*** Data section ***

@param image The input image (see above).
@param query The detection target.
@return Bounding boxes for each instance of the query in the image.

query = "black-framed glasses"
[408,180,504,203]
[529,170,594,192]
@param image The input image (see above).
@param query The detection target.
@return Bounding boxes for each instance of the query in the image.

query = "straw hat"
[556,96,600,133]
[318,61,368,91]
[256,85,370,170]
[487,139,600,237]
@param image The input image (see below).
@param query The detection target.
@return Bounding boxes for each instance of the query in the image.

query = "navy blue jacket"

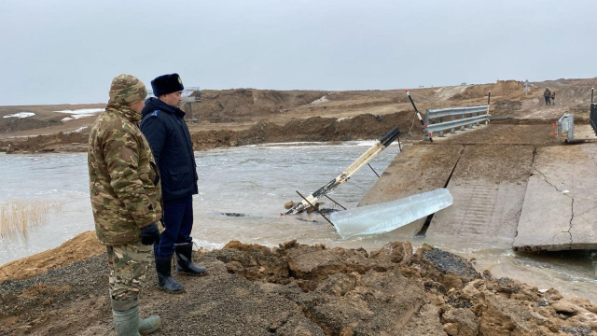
[140,97,198,202]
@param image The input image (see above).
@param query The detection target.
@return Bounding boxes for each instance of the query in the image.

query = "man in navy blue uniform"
[141,73,206,293]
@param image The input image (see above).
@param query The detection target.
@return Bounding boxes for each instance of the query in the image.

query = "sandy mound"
[195,89,328,123]
[452,80,524,100]
[0,231,103,282]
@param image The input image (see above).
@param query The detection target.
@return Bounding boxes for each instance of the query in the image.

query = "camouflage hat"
[108,74,147,106]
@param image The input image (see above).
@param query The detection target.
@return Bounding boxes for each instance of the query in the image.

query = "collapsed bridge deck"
[359,124,597,252]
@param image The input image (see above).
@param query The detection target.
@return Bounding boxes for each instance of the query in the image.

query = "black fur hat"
[151,73,184,97]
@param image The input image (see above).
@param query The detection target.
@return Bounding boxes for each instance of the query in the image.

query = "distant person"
[551,91,557,105]
[544,88,552,105]
[141,73,206,293]
[88,74,162,335]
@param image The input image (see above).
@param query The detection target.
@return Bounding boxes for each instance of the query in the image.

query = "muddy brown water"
[0,142,595,303]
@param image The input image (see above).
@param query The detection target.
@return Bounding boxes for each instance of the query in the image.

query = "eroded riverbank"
[1,236,596,335]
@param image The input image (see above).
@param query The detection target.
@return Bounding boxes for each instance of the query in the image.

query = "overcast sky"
[1,0,595,105]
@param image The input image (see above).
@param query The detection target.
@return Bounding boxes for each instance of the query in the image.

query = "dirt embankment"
[195,89,329,123]
[0,111,418,153]
[0,103,105,134]
[0,234,594,336]
[0,232,104,282]
[1,78,595,153]
[0,117,64,134]
[189,111,417,150]
[0,132,90,153]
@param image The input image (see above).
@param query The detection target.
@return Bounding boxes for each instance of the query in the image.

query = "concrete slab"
[513,144,597,251]
[441,124,559,146]
[429,124,489,143]
[358,143,463,236]
[568,124,597,141]
[426,145,534,242]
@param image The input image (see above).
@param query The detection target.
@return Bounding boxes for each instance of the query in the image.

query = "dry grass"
[0,199,64,241]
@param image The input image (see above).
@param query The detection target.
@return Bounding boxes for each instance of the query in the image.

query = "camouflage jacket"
[88,106,164,245]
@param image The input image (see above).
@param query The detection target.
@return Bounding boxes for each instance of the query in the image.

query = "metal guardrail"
[424,105,490,137]
[591,103,597,135]
[181,96,201,104]
[181,87,202,103]
[557,113,575,142]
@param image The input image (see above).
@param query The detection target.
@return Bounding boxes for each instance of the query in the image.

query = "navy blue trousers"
[154,194,194,257]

*** End of Data section ***

**Task objective**
Return all the data exactly, and keep the pictures out.

**Final answer**
@param image The input image (see above).
@param query The detection target.
@return Bounding boxes for each instance of the query in the image.

query = "black-framed glasses"
[408,180,504,203]
[529,170,594,192]
@param image The input image (see above).
@param query The detection target.
@return Bounding boxes for each instance of the query in the image.

query = "straw hat"
[556,96,600,133]
[318,61,368,91]
[256,85,370,170]
[487,139,600,237]
@param image The input image (see below).
@param query The detection target.
@return Bounding boxes for each instance of the query in the image.

query = "navy blue jacket"

[140,97,198,202]
@param image The input image (see above).
@param query The detection target.
@return Bounding boxes for each instance of the query in the image.

query = "man in navy blue uniform"
[141,73,206,293]
@param image The input image (see above).
@param query The detection target.
@return Bounding boxes for each instance of the query in the image.

query = "sandy mound"
[195,89,328,123]
[452,80,524,100]
[0,231,103,282]
@param image The input image (see above).
@param query The detection target.
@return Bounding boxes for each instance of the query in the image.

query = "camouflage hat"
[108,74,147,106]
@param image The input image (see above).
@param query The detection target.
@return Bounding boxes for each instance of the query in the image.

query = "collapsed bridge deck"
[359,124,597,252]
@param image The input image (see above).
@param query The detection target.
@return Bounding boxes for each instance of the query in the image.

query = "black fur hat"
[151,73,184,97]
@param image The input image (see above).
@param query The detection target.
@return Bounding boxes for each instance of the query in the image.

query = "distant person"
[551,91,557,105]
[544,88,552,105]
[141,73,206,293]
[88,74,162,335]
@param image The input image (see above).
@param query The detection target.
@return Bounding boxes for each instance of the query in the image.

query = "muddy brown water"
[0,142,595,303]
@param image The input image (see above).
@param query The detection target.
@return Bounding boxes for each instance of the query in the image.

query = "eroded riverbank"
[1,236,596,335]
@param image The input image (see above).
@param query The detection target.
@return Bounding boxes for each instance of the query in the image.

query = "overcast sky"
[1,0,595,105]
@param image The input image (see above).
@param query The detection target.
@return Bounding boxes for each instance of the query in the image.

query = "dirt embankment"
[195,89,329,123]
[0,111,418,153]
[0,103,105,134]
[0,234,594,336]
[0,232,104,282]
[1,78,595,153]
[0,117,64,134]
[189,111,417,150]
[0,132,90,153]
@param image The input image (see above).
@param query The detection target.
@return Bounding boxes for each instance of the query in the image.

query = "concrete slab"
[513,144,597,251]
[441,124,559,146]
[429,124,489,143]
[358,143,463,236]
[568,124,597,141]
[426,145,534,242]
@param image The input image (see above).
@param query The detection target.
@return Bounding boxes for each instance of the query in the image.

query = "dry grass"
[0,199,64,241]
@param image The input image (see above).
@param query The detection target.
@return Bounding boxes for each instance of the query in the image.

query = "camouflage jacket"
[88,106,164,245]
@param image The input image (see above).
@param query The detection target.
@return Bounding boxes for each instance of the query in the image.

query = "metal guardrail"
[424,105,490,137]
[591,103,597,135]
[181,96,201,104]
[181,87,202,103]
[557,113,575,142]
@param image The input image (see above).
@param query The detection target.
@return Bounding boxes for each instance of the query in the image.

query = "navy blue trousers"
[154,194,194,257]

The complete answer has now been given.